» Exercise goal:
Rewrite the data below with "wooden piling" swapped for "mooring post" and everything else unchanged. Leave the pictures out of your answer.

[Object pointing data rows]
◇ ◇ ◇

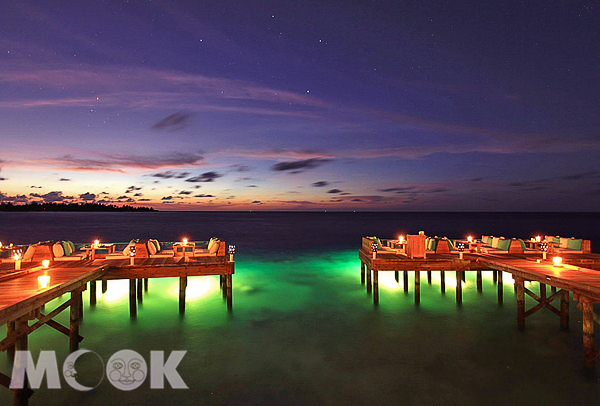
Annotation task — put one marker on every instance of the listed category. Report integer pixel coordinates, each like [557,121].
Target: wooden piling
[459,287]
[564,310]
[21,396]
[520,303]
[500,288]
[182,286]
[375,287]
[132,301]
[74,318]
[10,330]
[588,333]
[92,293]
[417,287]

◇ ◇ ◇

» Response below:
Annotation task — put one marker on every instance of the listed category. Report integer pixel coordinates, each like [557,121].
Target: mooring post
[459,287]
[564,310]
[21,396]
[520,303]
[500,288]
[182,286]
[375,287]
[132,301]
[74,318]
[10,330]
[588,333]
[92,293]
[417,287]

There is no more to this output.